(Entries from a dataset)
Start

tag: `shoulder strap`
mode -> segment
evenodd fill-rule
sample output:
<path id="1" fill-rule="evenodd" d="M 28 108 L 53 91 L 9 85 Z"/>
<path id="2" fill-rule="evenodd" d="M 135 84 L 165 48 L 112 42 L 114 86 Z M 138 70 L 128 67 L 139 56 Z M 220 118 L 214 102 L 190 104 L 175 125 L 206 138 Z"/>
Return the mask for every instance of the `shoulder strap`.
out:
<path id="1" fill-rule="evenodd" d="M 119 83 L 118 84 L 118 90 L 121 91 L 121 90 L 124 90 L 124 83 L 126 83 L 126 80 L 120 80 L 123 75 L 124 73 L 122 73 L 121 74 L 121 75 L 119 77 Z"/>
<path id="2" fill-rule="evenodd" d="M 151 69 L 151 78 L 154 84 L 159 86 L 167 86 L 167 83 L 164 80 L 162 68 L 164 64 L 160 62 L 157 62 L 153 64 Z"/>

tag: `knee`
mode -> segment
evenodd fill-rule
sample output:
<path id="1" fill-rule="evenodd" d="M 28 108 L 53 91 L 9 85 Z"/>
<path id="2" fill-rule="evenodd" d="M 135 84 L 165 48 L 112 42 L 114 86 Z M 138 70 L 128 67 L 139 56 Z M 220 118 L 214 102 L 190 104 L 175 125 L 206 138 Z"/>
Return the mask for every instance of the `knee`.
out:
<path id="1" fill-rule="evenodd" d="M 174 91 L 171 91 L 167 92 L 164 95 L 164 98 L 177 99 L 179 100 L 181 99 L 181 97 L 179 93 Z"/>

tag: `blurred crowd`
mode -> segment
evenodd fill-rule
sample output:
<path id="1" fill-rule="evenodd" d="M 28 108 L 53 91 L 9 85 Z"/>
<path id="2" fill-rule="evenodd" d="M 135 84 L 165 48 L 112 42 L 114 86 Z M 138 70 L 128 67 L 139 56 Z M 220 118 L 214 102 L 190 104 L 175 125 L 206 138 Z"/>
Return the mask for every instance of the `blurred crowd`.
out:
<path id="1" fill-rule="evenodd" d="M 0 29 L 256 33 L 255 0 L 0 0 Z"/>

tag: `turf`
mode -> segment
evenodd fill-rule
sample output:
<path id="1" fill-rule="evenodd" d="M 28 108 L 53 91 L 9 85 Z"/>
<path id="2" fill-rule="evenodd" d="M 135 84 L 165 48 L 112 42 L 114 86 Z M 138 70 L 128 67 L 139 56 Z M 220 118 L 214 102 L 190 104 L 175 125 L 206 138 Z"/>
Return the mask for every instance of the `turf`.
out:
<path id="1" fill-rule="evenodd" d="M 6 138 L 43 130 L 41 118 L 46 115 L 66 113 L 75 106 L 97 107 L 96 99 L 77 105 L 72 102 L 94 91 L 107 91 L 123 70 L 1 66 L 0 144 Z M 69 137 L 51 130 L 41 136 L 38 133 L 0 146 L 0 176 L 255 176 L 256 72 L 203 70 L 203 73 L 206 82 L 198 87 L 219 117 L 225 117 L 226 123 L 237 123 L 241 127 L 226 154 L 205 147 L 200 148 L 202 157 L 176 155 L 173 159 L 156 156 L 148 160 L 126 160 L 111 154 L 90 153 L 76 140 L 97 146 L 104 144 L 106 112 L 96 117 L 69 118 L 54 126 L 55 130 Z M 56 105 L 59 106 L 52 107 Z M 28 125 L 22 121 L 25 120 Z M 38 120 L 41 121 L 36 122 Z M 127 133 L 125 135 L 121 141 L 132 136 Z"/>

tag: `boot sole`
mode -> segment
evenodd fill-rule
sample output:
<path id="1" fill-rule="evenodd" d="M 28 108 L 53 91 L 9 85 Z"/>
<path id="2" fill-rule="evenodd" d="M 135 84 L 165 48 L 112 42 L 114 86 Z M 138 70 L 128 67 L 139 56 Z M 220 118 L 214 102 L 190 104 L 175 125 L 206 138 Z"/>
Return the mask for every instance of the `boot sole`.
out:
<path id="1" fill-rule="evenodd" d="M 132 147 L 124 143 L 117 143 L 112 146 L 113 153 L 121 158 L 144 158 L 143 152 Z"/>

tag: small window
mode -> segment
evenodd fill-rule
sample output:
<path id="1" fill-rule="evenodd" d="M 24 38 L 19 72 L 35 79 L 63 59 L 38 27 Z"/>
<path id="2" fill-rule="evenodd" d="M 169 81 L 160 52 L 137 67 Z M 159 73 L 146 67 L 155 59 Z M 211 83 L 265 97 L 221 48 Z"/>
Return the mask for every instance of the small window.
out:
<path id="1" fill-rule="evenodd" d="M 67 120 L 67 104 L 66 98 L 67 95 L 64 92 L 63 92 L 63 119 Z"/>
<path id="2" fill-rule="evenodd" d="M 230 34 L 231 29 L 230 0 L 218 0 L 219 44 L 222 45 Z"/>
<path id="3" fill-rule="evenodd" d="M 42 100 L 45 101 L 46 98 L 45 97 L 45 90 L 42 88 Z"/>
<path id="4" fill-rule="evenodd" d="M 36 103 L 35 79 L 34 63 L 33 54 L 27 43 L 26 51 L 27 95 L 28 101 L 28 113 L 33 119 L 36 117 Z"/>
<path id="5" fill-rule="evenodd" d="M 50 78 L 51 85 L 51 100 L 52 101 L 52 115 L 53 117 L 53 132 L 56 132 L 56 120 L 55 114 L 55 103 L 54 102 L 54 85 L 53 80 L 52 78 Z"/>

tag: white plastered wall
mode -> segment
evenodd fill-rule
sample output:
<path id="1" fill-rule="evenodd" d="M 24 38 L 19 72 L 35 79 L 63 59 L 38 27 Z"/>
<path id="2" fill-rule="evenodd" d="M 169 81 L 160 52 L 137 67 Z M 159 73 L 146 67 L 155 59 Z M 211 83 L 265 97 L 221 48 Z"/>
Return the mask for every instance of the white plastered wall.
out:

End

• STATED GOAL: Copy all of the data above line for line, without changing a single character.

• EXPECTED OUTPUT:
tag: `shoulder strap`
mode -> segment
evenodd fill-rule
sample output:
<path id="1" fill-rule="evenodd" d="M 28 108 L 53 91 L 9 85 Z"/>
<path id="2" fill-rule="evenodd" d="M 135 84 L 165 48 L 112 42 L 114 86 Z M 138 70 L 128 67 L 139 56 Z M 220 118 L 214 102 L 190 104 L 175 125 L 206 138 Z"/>
Return the mask for every instance of the `shoulder strap`.
out:
<path id="1" fill-rule="evenodd" d="M 119 83 L 118 84 L 118 90 L 121 91 L 121 90 L 124 90 L 124 83 L 126 83 L 126 80 L 120 80 L 123 75 L 124 73 L 122 73 L 121 74 L 121 75 L 119 77 Z"/>
<path id="2" fill-rule="evenodd" d="M 151 69 L 151 78 L 154 84 L 159 86 L 167 86 L 167 83 L 164 80 L 162 68 L 164 64 L 160 62 L 157 62 L 153 64 Z"/>

tag: `knee`
mode -> segment
evenodd fill-rule
sample output:
<path id="1" fill-rule="evenodd" d="M 28 108 L 53 91 L 9 85 Z"/>
<path id="2" fill-rule="evenodd" d="M 135 84 L 165 48 L 112 42 L 114 86 Z M 138 70 L 128 67 L 139 56 Z M 220 118 L 214 102 L 190 104 L 175 125 L 206 138 Z"/>
Return the mask for every instance of the `knee`.
out:
<path id="1" fill-rule="evenodd" d="M 174 91 L 171 91 L 167 92 L 164 95 L 164 98 L 177 99 L 179 100 L 181 99 L 181 97 L 179 93 Z"/>

tag: `blurred crowd`
mode -> segment
evenodd fill-rule
sample output:
<path id="1" fill-rule="evenodd" d="M 28 108 L 53 91 L 9 85 Z"/>
<path id="2" fill-rule="evenodd" d="M 135 84 L 165 48 L 112 42 L 114 86 Z M 138 70 L 128 67 L 139 56 Z M 220 118 L 214 102 L 190 104 L 175 125 L 206 138 Z"/>
Return the mask for every instance of the `blurred crowd`.
out:
<path id="1" fill-rule="evenodd" d="M 0 29 L 256 33 L 255 0 L 0 0 Z"/>

tag: `turf`
mode -> segment
evenodd fill-rule
sample output:
<path id="1" fill-rule="evenodd" d="M 28 108 L 53 91 L 9 85 Z"/>
<path id="2" fill-rule="evenodd" d="M 135 84 L 165 48 L 112 42 L 114 86 Z M 138 70 L 128 67 L 139 56 Z M 220 118 L 214 102 L 190 104 L 175 125 L 206 138 Z"/>
Return the mask for every instance of the `turf`.
out:
<path id="1" fill-rule="evenodd" d="M 6 138 L 43 130 L 41 118 L 46 115 L 66 113 L 75 106 L 97 107 L 96 99 L 77 105 L 72 102 L 94 91 L 107 91 L 123 70 L 1 66 L 0 144 Z M 69 137 L 51 130 L 41 136 L 38 133 L 0 146 L 0 176 L 255 176 L 256 72 L 203 70 L 203 73 L 206 82 L 198 87 L 219 117 L 225 117 L 226 123 L 237 123 L 241 127 L 226 154 L 205 147 L 200 148 L 202 157 L 176 155 L 173 159 L 156 156 L 148 160 L 126 160 L 111 154 L 90 153 L 76 140 L 97 146 L 104 144 L 106 112 L 96 117 L 69 118 L 54 126 L 55 130 Z M 56 105 L 59 106 L 52 107 Z M 28 125 L 22 121 L 25 120 Z M 38 120 L 41 121 L 36 122 Z M 127 133 L 125 135 L 121 141 L 132 136 Z"/>

tag: `boot sole`
mode -> segment
evenodd fill-rule
sample output:
<path id="1" fill-rule="evenodd" d="M 28 108 L 53 91 L 9 85 Z"/>
<path id="2" fill-rule="evenodd" d="M 135 84 L 165 48 L 112 42 L 114 86 Z M 138 70 L 128 67 L 139 56 Z M 220 118 L 214 102 L 190 104 L 175 125 L 206 138 Z"/>
Return the mask for every instance of the `boot sole`.
out:
<path id="1" fill-rule="evenodd" d="M 132 147 L 124 143 L 117 143 L 112 146 L 113 153 L 121 158 L 144 158 L 143 152 Z"/>

tag: small window
mode -> segment
evenodd fill-rule
sample output:
<path id="1" fill-rule="evenodd" d="M 24 38 L 19 72 L 35 79 L 63 59 L 38 27 Z"/>
<path id="2" fill-rule="evenodd" d="M 169 81 L 160 52 L 137 67 Z M 159 73 L 146 67 L 155 59 Z M 211 83 L 265 97 L 221 48 Z"/>
Return the mask for every instance of the small window.
out:
<path id="1" fill-rule="evenodd" d="M 67 120 L 67 104 L 66 98 L 67 95 L 64 92 L 63 92 L 63 119 Z"/>
<path id="2" fill-rule="evenodd" d="M 230 34 L 231 29 L 230 0 L 218 0 L 219 44 L 222 45 Z"/>
<path id="3" fill-rule="evenodd" d="M 42 100 L 45 101 L 46 98 L 45 97 L 45 90 L 42 88 Z"/>
<path id="4" fill-rule="evenodd" d="M 36 103 L 35 79 L 34 63 L 33 54 L 27 43 L 26 51 L 27 95 L 28 101 L 28 113 L 33 119 L 36 117 Z"/>
<path id="5" fill-rule="evenodd" d="M 50 78 L 51 85 L 51 100 L 52 101 L 52 115 L 53 117 L 53 132 L 56 132 L 56 120 L 55 114 L 55 103 L 54 102 L 54 85 L 53 80 L 52 78 Z"/>

tag: white plastered wall
mode -> segment
evenodd fill-rule
sample output:
<path id="1" fill-rule="evenodd" d="M 24 38 L 19 72 L 35 79 L 63 59 L 38 27 Z"/>
<path id="2" fill-rule="evenodd" d="M 169 81 L 160 52 L 137 67 Z M 159 73 L 146 67 L 155 59 Z M 211 83 L 265 97 L 221 48 Z"/>
Return the mask for every instance of the white plastered wall.
out:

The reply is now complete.